_WRITTEN PROBLEM A_
Answer these about the court opinion on the Mister Softee compensation case:
(i) On what date did the widow file her dependency claim petition with the Division?
(ii) On what date was judgment entered against Pennsylvania?
(iii) Which insurer was obligated to defend and indemnify Pennsylvania under a workmen's compensation policy?
_WRITTEN PROBLEM B_
Can you pick up the court opinion on the Mister Softee compensation case after its last sentence and carry it forward?

** start EXTRACT **

Decided: January 3, 1967.
MARY O. CONWAY, PETITIONER,
MISTER SOFTEE, INC., A PENNSYLVANIA CORPORATION, RESPONDENT-APPELLANT, V. MISTER SOFTEE, INC., AN ILLINOIS CORPORATION, CO-RESPONDENT-RESPONDENT
Lewis, Labrecque and Goldmann.
[93 NJSuper Page 288]
The Workmen's Compensation Division denied the motion of appellant Mister Softee, Inc., a Pennsylvania corporation (hereinafter Pennsylvania), to vacate an earlier judgment and reopen the cause for the introduction of additional proofs to establish decedent's joint employment by Pennsylvania and Mister Softee, Inc., an Illinois corporation (hereinafter Illinois). The Division also dismissed, for lack of jurisdiction, a petition Pennsylvania had brought against Illinois seeking pro rata reimbursement of compensation paid. The County Court affirmed. Conway v. Mister Softee, Inc., 91 N.J. Super. 179 (1966).
Pennsylvania appeals, contending that (1) it is entitled to be reimbursed by Illinois as co-employer of petitioner's decedent for compensation payments it had made in excess of its proportionate share of the award; (2) it has a right of contribution against Illinois, and therefore an enforceable remedy; and (3) its petition for reimbursement by Illinois was timely.
[93 NJSuper Page 289]
On January 24, 1963 petitioner, widow of the deceased employee, filed a dependency claim petition for compensation with the Division, alleging that her husband's employer at the time of the accident was Pennsylvania. There was no mention of Illinois, either as employer or co-employer. Pennsylvania's answer to the petition was silent as to any possible joint employment of decedent by Illinois.
In his findings the compensation judge stated that the sole issue was "whether decedent was an employee of the respondent corporation [Pennsylvania] at the time of his accident and death." However, in discussing the details of the employment, he found as a fact that decedent had been employed by both Pennsylvania and Illinois. Since Illinois was not a named respondent in the original proceedings and had not been impleaded by Pennsylvania, judgment was entered on September 16, 1964 against Pennsylvania only, directing it to pay the death benefits provided by the Workmen's Compensation Act.
New Jersey Manufacturers Casualty Insurance Company (Manufacturers) was obligated under a workmen's compensation insurance policy to defend and indemnify Pennsylvania, and was making payments to petitioner pursuant to the Division judgment. Claiming a right of subrogation to Pennsylvania under the terms of its policy, Manufacturers filed a petition on January 5, 1965, praying that the Division determine that decedent was jointly employed by Pennsylvania and Illinois, and directing Illinois to pay its proportionate share of the award. Illinois answered, alleging that the compensation judge's finding of a joint employment was not binding on Illinois since it was not a party to the original proceedings; decedent was not its employee; Pennsylvania's petition was not a proper procedure under our Workmen's Compensation Act, and there was no provision in the statute for contribution between joint employers where the compensation proceedings had been brought against only one.

** end EXTRACT **
** start DATASET RECORDS **

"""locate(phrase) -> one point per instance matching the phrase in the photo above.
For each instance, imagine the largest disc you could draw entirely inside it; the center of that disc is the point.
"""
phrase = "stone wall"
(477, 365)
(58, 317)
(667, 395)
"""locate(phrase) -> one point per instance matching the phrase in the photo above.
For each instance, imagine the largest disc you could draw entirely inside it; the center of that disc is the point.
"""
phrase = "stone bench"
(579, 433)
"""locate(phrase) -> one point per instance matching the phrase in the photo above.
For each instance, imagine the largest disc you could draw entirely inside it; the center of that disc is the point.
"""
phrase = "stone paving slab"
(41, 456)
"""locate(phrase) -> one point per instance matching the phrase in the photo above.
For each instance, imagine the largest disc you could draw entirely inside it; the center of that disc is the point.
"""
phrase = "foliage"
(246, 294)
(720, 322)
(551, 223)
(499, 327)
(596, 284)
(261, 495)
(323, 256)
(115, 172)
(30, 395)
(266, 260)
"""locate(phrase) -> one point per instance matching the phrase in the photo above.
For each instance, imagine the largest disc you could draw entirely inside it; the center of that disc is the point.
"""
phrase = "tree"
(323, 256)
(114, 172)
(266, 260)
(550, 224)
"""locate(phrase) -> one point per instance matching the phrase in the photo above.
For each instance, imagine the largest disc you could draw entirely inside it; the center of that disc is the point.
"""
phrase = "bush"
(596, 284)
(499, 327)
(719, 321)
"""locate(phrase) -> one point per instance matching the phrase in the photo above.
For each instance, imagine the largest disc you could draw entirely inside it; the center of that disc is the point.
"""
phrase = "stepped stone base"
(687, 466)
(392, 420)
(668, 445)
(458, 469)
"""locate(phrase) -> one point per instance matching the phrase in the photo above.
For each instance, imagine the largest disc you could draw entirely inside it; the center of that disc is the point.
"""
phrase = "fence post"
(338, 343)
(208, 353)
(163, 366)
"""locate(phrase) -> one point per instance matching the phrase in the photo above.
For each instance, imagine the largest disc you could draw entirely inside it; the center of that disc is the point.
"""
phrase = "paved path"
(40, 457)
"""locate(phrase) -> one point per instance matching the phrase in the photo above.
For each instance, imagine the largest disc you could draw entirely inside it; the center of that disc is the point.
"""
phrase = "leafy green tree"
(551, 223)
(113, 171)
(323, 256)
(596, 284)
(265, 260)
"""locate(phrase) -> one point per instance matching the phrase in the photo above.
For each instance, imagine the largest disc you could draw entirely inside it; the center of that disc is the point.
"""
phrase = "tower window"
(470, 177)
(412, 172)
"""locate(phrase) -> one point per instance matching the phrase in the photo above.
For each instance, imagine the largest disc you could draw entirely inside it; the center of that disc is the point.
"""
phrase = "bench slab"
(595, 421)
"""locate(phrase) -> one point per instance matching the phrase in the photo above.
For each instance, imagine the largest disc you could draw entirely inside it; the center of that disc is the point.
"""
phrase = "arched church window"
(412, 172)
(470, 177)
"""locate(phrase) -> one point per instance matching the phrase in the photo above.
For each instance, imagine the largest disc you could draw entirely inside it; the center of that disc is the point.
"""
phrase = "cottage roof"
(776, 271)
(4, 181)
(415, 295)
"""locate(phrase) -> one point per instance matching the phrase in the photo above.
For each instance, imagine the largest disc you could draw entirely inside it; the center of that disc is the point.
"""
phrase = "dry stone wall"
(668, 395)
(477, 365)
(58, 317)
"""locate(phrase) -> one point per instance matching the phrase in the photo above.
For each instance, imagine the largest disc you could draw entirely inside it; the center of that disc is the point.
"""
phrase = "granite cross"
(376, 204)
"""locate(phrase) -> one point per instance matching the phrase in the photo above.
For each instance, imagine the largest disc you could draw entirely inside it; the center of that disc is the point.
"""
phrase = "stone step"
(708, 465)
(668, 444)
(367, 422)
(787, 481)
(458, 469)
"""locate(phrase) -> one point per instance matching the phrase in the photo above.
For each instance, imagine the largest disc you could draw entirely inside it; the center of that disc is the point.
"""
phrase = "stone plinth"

** end DATASET RECORDS **
** start DATASET RECORDS **

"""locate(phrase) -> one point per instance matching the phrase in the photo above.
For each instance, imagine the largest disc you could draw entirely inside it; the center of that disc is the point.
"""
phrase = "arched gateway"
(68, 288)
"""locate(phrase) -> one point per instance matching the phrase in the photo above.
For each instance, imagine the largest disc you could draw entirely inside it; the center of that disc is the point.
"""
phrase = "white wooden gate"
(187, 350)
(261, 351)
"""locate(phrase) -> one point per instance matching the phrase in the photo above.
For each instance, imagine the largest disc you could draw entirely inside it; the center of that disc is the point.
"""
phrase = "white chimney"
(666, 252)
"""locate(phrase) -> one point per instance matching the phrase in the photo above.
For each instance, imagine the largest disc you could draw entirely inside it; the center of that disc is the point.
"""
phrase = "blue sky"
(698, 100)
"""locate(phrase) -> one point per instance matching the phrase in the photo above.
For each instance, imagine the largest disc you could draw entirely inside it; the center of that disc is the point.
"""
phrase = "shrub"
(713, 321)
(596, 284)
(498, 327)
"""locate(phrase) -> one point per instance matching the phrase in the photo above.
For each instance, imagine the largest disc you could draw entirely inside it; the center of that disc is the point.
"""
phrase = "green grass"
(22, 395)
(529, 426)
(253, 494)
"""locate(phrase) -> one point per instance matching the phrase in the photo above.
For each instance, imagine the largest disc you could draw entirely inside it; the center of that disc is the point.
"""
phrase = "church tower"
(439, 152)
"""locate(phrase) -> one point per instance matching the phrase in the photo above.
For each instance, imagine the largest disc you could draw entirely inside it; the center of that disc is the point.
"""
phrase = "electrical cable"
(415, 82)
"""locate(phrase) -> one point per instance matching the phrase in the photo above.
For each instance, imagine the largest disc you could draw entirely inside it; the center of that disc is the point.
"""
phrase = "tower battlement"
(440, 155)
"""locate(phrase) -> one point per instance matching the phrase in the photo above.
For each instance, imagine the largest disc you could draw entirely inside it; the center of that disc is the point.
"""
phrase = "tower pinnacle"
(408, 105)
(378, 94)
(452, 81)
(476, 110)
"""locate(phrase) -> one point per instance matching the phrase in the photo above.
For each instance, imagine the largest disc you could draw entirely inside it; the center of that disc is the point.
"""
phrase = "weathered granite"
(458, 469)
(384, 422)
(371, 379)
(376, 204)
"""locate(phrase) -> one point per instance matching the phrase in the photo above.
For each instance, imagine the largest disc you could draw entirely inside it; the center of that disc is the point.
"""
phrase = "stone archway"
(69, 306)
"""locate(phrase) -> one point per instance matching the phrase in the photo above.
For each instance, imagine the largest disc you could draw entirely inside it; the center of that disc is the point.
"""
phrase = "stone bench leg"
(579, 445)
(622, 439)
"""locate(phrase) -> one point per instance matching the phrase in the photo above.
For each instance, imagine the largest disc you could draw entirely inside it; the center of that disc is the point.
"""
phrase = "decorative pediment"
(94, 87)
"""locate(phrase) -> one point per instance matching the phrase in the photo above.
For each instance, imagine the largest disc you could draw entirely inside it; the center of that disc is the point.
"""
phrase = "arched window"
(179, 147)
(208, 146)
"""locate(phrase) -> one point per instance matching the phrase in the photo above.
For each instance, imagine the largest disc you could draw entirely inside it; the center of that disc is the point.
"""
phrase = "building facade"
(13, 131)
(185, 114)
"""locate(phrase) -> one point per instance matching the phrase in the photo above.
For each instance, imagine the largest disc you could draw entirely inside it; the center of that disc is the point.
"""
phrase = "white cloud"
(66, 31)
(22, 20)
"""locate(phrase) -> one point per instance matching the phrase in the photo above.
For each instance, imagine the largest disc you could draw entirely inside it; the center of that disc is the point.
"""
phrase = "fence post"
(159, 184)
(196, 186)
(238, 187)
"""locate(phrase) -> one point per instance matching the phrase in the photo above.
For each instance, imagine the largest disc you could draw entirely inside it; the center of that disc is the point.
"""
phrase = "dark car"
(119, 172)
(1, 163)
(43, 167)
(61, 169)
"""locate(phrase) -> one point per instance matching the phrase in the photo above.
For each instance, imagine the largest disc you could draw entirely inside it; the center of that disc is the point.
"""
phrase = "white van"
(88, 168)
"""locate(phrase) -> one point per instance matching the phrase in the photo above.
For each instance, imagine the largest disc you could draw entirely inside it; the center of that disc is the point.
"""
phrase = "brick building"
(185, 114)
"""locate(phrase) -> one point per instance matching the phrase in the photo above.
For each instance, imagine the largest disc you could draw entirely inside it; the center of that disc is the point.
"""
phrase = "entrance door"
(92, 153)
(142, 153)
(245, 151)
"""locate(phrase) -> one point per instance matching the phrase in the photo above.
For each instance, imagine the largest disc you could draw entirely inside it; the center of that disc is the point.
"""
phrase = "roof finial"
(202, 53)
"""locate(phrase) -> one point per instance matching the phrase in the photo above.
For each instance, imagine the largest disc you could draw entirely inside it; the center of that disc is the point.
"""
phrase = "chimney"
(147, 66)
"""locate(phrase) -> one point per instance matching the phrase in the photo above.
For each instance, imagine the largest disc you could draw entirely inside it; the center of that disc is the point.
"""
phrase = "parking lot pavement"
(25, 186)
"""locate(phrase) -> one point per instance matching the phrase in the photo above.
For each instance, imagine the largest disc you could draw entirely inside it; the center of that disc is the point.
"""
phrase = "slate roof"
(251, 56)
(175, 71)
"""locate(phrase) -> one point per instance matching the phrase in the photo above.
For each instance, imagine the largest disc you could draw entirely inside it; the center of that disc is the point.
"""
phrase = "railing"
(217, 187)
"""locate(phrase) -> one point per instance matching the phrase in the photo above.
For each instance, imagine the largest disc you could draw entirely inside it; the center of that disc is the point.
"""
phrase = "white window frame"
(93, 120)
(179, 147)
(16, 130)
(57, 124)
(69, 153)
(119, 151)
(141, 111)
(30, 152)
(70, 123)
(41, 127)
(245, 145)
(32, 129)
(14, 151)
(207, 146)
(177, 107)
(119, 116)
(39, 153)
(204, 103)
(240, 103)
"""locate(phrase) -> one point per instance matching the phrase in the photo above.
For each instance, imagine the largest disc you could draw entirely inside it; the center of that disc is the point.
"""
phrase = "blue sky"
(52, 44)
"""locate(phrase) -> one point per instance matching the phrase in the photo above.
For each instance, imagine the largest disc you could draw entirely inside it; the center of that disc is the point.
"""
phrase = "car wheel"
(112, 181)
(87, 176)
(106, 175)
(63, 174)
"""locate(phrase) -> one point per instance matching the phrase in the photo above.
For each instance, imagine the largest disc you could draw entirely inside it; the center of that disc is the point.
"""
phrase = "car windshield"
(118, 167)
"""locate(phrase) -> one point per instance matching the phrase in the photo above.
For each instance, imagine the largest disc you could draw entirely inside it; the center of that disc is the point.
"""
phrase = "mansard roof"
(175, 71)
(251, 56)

** end DATASET RECORDS **
** start DATASET RECORDS **

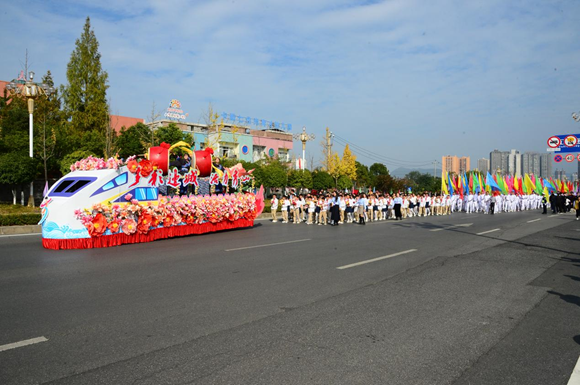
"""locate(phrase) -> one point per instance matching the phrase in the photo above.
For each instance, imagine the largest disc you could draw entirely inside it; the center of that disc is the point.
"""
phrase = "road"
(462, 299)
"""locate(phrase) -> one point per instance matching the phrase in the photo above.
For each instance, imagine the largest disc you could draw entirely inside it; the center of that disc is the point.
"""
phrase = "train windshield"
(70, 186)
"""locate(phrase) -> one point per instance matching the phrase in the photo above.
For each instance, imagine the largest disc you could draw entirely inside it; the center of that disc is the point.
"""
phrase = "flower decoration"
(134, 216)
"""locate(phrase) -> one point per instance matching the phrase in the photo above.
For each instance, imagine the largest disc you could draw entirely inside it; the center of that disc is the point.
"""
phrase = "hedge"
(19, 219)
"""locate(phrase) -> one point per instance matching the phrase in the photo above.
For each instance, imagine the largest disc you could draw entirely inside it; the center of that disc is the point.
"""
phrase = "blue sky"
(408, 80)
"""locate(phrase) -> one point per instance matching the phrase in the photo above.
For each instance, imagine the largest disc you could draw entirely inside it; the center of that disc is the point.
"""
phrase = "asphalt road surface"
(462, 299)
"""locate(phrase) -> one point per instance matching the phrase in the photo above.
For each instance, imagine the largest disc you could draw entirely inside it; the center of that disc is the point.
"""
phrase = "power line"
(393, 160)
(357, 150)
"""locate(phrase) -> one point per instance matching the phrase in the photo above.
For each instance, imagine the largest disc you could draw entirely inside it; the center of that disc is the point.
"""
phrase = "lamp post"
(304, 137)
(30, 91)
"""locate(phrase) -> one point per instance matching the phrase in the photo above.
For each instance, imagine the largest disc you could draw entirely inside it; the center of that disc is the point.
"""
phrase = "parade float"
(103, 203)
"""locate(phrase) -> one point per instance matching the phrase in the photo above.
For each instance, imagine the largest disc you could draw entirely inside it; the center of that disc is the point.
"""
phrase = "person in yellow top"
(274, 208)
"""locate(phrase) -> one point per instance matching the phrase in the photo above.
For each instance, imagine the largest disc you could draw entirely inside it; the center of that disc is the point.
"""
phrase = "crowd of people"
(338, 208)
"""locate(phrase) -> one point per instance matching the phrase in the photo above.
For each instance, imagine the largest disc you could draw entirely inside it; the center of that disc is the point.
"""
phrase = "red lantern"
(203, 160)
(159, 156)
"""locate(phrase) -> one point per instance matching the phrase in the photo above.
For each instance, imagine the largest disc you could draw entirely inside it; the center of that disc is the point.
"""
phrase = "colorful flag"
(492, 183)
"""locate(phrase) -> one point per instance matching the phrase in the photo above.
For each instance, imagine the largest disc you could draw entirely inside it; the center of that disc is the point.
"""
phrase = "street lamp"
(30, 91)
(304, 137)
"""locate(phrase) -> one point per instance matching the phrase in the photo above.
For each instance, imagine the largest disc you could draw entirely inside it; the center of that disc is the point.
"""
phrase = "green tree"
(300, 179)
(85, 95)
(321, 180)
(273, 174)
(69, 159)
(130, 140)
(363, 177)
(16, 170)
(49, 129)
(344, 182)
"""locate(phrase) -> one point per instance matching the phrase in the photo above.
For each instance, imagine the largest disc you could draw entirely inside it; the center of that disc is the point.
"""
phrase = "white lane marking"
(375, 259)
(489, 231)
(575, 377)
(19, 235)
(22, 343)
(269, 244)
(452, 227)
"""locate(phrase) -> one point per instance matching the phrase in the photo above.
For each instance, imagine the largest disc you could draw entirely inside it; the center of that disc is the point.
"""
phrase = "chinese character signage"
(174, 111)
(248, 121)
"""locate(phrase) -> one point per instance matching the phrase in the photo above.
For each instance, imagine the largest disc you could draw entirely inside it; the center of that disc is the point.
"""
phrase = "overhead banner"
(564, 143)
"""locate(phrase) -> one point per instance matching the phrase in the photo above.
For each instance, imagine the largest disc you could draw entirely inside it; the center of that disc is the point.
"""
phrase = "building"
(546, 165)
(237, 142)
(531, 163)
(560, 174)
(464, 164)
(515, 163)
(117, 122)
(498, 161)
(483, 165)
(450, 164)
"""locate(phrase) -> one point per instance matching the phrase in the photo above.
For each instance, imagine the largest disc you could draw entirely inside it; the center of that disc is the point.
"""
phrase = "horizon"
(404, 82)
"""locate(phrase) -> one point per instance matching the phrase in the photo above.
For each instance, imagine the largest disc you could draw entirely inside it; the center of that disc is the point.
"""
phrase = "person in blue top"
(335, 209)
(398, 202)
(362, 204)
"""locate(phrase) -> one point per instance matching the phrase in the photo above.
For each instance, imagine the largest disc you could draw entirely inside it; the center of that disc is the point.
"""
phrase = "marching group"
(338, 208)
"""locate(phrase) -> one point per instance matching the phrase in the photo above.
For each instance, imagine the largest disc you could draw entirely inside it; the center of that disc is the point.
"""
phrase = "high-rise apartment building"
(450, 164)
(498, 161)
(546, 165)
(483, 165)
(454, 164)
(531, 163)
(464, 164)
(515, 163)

** end DATASET RECORDS **

_TASK RESULT A_
(i) January 24, 1963
(ii) September 16, 1964
(iii) New Jersey Manufacturers Casualty Insurance Company

_TASK RESULT B_
Thereafter Manufacturers, as Pennsylvania's subrogee, moved on April 13, 1965 for an order vacating the September
[93 NJSuper Page 290]
16, 1964 judgment and reopening the Division proceedings to allow for the production of additional proofs, so that "petitioner's joint employment by respondent [Illinois] as previously found by the Court, may be adjudicated and determined at a time when both joint employers are formally before the Court" -- this to the end that the adjudication of joint employment be made binding upon each employer. The compensation judge denied the motion to vacate and reopen, and dismissed for lack of jurisdiction the earlier petition seeking reimbursement. On appeal the County Court affirmed, holding that the motion to vacate and reopen was out of time, and that the Division had no jurisdiction to entertain the claim petition. This appeal followed.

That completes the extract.